_DIRECTIVE_
Report every line of the entries below that contains the string "rust", reproducing each such line in full.

Start INPUT RECORDS

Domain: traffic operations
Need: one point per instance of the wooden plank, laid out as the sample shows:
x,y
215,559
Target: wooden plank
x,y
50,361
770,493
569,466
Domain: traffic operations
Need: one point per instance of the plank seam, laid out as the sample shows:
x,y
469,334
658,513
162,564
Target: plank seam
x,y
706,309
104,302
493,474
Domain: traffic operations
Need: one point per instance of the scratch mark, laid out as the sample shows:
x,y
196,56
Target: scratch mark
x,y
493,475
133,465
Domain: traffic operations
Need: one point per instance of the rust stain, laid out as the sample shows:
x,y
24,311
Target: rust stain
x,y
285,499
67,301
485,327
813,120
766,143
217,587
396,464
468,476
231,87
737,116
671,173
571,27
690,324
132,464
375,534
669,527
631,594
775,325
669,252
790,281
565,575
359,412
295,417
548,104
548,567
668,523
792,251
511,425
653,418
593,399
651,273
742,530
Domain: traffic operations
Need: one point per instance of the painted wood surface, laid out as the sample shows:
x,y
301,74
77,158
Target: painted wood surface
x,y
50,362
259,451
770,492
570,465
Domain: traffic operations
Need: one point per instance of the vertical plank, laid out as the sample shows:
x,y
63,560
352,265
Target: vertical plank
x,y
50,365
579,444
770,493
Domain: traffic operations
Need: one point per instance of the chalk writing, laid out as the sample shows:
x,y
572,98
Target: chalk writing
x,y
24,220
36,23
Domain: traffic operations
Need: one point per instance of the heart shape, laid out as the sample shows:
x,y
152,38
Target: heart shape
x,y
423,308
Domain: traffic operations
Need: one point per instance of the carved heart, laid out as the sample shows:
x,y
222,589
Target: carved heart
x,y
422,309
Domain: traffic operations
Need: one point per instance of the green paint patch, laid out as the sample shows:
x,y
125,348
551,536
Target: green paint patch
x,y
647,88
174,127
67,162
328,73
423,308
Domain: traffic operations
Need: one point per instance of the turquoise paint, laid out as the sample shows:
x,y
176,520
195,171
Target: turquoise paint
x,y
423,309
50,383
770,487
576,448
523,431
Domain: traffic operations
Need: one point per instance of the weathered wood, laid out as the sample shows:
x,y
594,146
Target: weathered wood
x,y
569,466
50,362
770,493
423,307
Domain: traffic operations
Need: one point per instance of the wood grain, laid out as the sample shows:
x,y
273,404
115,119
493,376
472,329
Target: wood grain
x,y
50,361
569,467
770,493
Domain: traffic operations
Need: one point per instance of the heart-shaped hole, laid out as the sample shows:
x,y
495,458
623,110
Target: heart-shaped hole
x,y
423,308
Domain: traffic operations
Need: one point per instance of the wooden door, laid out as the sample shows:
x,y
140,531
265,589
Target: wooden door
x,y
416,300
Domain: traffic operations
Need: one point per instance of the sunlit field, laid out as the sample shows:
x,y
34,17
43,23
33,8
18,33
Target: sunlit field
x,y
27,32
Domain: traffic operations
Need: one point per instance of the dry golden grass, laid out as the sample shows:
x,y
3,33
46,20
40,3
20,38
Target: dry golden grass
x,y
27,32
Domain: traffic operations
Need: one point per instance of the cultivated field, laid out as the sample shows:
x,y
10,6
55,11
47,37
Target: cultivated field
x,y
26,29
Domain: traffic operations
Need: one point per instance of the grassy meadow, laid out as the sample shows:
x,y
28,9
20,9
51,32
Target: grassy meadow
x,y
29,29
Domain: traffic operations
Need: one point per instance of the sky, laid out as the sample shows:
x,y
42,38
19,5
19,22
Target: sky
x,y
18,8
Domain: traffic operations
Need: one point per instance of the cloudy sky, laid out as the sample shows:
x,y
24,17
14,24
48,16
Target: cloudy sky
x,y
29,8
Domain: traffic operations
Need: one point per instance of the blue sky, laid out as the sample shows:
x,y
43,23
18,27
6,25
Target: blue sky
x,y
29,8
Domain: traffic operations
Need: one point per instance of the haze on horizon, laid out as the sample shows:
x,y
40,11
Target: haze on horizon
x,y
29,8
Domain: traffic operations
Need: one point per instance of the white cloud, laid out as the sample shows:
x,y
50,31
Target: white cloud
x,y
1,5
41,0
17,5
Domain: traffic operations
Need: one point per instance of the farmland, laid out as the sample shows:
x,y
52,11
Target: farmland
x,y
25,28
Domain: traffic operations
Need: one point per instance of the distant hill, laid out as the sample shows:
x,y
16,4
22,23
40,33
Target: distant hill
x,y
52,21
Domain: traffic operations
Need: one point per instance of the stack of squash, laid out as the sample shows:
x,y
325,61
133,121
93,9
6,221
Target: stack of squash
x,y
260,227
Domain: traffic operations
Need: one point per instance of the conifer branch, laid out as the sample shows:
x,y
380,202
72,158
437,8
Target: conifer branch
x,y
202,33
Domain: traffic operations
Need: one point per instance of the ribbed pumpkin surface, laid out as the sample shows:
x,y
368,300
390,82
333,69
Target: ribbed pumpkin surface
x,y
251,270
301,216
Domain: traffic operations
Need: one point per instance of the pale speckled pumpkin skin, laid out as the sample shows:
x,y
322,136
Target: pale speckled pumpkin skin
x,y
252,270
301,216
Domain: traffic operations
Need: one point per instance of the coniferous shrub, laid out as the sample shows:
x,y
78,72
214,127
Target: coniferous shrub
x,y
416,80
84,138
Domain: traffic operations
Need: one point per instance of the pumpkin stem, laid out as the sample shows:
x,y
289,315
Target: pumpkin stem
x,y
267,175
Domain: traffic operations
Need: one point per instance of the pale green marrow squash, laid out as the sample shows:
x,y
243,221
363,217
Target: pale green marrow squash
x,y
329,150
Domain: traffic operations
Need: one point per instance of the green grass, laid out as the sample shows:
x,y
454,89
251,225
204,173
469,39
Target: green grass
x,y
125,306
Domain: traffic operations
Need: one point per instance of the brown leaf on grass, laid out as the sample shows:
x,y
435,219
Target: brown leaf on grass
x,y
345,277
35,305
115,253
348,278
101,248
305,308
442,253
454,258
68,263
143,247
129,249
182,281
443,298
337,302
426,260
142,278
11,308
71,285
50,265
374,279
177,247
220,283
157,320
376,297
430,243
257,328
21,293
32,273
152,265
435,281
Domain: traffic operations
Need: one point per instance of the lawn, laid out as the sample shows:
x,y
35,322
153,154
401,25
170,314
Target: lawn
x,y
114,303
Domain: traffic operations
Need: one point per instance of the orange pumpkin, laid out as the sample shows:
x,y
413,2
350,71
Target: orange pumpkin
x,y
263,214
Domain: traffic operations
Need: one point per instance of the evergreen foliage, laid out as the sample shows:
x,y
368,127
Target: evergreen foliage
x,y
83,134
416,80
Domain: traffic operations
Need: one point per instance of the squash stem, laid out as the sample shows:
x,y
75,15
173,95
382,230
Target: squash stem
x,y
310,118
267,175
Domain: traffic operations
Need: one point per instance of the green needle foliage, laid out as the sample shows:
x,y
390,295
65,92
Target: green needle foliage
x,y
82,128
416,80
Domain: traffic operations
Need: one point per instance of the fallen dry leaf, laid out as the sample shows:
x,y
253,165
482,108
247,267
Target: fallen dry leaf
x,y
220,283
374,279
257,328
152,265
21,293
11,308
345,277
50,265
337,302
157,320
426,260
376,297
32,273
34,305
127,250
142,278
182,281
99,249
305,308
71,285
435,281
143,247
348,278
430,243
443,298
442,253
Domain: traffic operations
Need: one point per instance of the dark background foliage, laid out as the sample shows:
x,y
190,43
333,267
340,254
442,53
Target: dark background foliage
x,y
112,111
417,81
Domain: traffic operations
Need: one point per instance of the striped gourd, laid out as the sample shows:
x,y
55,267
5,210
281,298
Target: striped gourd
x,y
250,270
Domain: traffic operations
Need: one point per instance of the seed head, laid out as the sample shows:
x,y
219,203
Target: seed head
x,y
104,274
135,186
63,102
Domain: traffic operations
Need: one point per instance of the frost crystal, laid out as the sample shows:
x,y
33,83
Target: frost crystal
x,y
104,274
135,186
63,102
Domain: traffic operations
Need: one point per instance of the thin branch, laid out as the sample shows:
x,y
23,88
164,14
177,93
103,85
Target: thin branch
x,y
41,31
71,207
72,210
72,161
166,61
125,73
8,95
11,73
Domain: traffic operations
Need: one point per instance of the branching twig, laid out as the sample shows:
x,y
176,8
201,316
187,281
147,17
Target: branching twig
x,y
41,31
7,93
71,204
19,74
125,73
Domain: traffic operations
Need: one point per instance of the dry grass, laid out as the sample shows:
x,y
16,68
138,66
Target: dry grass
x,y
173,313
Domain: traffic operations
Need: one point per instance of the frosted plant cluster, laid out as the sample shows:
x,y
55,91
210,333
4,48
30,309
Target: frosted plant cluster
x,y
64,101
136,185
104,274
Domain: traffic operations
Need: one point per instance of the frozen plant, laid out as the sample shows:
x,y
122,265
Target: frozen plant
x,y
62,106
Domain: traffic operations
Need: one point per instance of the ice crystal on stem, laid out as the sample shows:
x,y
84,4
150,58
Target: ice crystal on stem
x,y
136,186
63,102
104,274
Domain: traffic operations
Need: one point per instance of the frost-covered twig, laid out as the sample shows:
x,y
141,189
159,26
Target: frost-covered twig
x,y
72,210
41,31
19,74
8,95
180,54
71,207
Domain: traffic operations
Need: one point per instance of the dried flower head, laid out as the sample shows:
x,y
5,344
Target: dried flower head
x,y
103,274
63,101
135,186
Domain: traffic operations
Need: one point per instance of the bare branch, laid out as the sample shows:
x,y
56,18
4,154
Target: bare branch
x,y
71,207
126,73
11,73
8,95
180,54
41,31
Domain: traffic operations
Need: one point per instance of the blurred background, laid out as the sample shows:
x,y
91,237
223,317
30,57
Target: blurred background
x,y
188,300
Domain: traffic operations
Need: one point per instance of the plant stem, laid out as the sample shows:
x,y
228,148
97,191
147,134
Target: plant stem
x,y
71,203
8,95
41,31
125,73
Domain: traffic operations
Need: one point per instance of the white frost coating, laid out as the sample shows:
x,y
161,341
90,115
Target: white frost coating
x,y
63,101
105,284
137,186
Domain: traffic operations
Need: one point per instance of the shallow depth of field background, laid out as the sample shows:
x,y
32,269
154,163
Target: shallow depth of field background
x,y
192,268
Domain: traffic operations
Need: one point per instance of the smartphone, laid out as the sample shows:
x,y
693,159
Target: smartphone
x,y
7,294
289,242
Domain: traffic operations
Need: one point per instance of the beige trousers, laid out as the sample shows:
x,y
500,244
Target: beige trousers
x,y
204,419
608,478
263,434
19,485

End INPUT RECORDS

_COMPLETE ANSWER_
Need: one point per instance of the rust stain, laid out as the sample shows:
Target: rust stain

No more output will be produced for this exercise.